— start of SUPPLIED ENTRIES —
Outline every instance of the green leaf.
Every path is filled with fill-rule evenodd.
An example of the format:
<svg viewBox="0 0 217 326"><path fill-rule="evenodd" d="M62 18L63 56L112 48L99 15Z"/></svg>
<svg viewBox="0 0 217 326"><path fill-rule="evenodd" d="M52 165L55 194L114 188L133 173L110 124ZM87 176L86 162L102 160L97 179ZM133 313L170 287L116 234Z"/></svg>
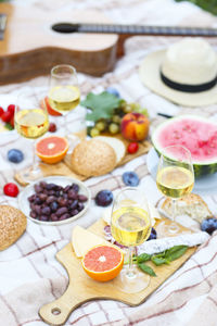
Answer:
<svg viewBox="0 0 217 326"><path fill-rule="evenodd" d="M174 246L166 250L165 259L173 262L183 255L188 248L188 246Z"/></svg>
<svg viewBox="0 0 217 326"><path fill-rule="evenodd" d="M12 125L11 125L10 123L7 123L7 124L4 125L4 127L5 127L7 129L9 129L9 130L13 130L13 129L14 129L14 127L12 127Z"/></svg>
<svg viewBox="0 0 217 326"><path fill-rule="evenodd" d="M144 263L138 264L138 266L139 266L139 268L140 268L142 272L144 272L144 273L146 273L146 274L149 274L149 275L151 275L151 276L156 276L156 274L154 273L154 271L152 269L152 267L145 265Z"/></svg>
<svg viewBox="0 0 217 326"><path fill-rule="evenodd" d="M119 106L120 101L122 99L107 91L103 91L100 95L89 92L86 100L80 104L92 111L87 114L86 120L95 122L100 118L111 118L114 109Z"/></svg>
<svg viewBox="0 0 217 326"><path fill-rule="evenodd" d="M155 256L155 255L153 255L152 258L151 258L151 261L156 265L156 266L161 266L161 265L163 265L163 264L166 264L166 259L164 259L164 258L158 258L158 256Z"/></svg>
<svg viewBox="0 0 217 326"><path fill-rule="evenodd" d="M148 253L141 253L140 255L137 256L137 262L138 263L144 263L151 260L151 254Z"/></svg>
— end of SUPPLIED ENTRIES —
— start of SUPPLIED ENTRIES —
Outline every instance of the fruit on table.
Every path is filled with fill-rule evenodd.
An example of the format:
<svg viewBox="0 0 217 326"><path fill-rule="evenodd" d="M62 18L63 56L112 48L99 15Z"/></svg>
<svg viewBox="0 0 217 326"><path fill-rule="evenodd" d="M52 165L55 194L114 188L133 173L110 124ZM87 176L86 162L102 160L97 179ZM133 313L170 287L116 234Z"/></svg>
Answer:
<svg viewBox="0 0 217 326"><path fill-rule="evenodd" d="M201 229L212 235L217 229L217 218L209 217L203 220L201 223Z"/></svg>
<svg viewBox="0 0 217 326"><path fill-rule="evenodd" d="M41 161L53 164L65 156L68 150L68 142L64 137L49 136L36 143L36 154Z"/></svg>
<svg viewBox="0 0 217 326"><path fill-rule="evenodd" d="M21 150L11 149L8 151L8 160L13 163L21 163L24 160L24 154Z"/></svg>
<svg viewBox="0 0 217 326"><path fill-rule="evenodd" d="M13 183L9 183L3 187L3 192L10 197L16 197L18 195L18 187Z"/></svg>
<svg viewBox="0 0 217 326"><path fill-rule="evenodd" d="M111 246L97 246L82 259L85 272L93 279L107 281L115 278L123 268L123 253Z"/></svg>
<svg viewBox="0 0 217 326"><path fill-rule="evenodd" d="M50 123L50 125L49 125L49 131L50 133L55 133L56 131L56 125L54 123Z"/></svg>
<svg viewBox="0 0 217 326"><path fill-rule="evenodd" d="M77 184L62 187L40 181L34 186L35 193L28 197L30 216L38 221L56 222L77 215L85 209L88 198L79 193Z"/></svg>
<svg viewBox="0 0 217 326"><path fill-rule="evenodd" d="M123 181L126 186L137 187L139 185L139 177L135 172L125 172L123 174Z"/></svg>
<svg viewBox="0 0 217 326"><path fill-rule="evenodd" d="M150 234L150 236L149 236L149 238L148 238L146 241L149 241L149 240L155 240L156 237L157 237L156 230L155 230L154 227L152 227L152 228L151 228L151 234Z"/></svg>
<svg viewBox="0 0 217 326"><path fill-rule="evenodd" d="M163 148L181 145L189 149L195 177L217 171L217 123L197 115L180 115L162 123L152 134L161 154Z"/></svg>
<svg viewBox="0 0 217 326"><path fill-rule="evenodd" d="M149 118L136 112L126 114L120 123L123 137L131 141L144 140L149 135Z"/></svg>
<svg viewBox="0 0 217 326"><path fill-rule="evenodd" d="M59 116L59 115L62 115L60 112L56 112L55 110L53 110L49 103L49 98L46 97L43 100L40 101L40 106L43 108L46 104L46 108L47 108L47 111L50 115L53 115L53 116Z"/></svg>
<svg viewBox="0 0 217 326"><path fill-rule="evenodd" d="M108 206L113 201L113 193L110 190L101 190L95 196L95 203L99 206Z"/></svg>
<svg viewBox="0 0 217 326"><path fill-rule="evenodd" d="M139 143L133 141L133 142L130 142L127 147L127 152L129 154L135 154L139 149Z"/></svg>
— end of SUPPLIED ENTRIES —
*WHAT THIS TASK INVOLVES*. Reproduce the material above word for word, starting at the line containing "Outline every instance of the green leaf." and ending at the line containing "125L11 125L10 123L7", both included. Leave the picture out of your answer.

*RESPONSE*.
Outline every instance of the green leaf.
Every path is filled with fill-rule evenodd.
An example of the format:
<svg viewBox="0 0 217 326"><path fill-rule="evenodd" d="M62 18L63 56L112 48L99 15Z"/></svg>
<svg viewBox="0 0 217 326"><path fill-rule="evenodd" d="M52 165L55 194L114 188L133 173L110 124ZM87 176L86 162L102 160L97 179ZM133 313L170 287L116 234Z"/></svg>
Answer:
<svg viewBox="0 0 217 326"><path fill-rule="evenodd" d="M174 246L166 250L165 259L173 262L183 255L188 248L188 246Z"/></svg>
<svg viewBox="0 0 217 326"><path fill-rule="evenodd" d="M12 125L11 125L10 123L7 123L7 124L4 125L4 127L5 127L7 129L9 129L9 130L13 130L13 129L14 129L14 127L12 127Z"/></svg>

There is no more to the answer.